**TO DO**
Put every line of the records below into a Markdown table with two columns, Row and Line. Number the rows in order and leave out the blank lines.

**MATERIAL FOR THIS EXERCISE**
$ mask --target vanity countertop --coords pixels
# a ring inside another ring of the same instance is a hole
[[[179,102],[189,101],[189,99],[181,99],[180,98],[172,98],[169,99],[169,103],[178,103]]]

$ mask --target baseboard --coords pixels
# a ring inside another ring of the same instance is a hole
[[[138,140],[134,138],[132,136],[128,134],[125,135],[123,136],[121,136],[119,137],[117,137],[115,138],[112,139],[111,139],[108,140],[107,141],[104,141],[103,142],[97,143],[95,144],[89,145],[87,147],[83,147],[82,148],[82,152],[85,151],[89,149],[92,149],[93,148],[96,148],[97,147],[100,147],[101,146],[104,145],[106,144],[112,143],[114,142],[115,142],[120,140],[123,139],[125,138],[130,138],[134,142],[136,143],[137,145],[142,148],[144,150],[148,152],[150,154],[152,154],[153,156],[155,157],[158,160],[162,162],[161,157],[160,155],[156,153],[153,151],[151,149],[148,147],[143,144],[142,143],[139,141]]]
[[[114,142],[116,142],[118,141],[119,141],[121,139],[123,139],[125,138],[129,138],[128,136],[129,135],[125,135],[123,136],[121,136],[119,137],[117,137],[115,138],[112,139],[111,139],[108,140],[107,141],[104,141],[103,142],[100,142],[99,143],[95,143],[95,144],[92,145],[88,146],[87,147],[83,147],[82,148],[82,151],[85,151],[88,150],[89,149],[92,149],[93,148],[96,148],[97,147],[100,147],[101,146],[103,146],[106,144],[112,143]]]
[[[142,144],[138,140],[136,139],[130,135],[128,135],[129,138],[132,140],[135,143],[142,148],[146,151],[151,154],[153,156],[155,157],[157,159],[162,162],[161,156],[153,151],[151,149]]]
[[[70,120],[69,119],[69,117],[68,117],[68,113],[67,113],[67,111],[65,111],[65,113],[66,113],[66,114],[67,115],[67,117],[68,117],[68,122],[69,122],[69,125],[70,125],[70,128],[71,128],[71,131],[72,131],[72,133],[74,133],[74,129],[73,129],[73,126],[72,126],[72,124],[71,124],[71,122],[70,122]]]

**CORRECT RESPONSE**
| Row | Line |
|---|---|
| 1 | $ mask --target vanity countertop --coords pixels |
| 2 | # a ring inside another ring of the same instance is a hole |
| 3 | [[[179,102],[189,101],[189,99],[181,99],[180,98],[172,98],[169,99],[169,103],[178,103]]] |
| 4 | $ mask --target baseboard --coords pixels |
| 5 | # a ring inside another ring of the same instance is a hole |
| 6 | [[[138,140],[134,138],[132,136],[128,134],[125,135],[123,136],[121,136],[119,137],[117,137],[115,138],[112,139],[111,139],[108,140],[107,141],[104,141],[103,142],[97,143],[95,144],[89,145],[87,147],[83,147],[82,148],[82,152],[85,151],[89,149],[92,149],[93,148],[96,148],[97,147],[100,147],[101,146],[104,145],[106,144],[112,143],[114,142],[115,142],[120,140],[123,139],[125,138],[130,138],[134,142],[136,143],[137,145],[142,148],[144,150],[148,152],[150,154],[152,154],[153,156],[155,157],[158,160],[162,162],[161,157],[160,155],[156,153],[153,151],[151,149],[148,147],[143,144],[142,143],[139,141]]] |
| 7 | [[[114,142],[116,142],[118,141],[119,141],[121,139],[123,139],[125,138],[129,138],[128,136],[129,135],[125,135],[123,136],[121,136],[119,137],[117,137],[115,138],[112,139],[111,139],[108,140],[107,141],[104,141],[103,142],[100,142],[99,143],[95,143],[95,144],[92,145],[88,146],[87,147],[83,147],[82,148],[82,151],[85,151],[88,150],[89,149],[92,149],[93,148],[96,148],[97,147],[100,147],[101,146],[103,146],[106,144],[112,143]]] |
| 8 | [[[142,144],[138,140],[136,139],[130,135],[128,135],[129,138],[132,140],[135,143],[142,148],[146,151],[151,154],[153,156],[155,157],[157,159],[162,162],[161,156],[153,151],[151,149]]] |
| 9 | [[[70,120],[69,119],[69,117],[68,117],[68,113],[67,113],[67,111],[65,111],[65,113],[66,113],[66,114],[67,115],[67,117],[68,117],[68,122],[69,122],[69,125],[70,125],[70,128],[71,128],[71,131],[72,131],[72,133],[74,133],[74,129],[73,129],[73,126],[72,126],[72,124],[71,124],[71,122],[70,122]]] |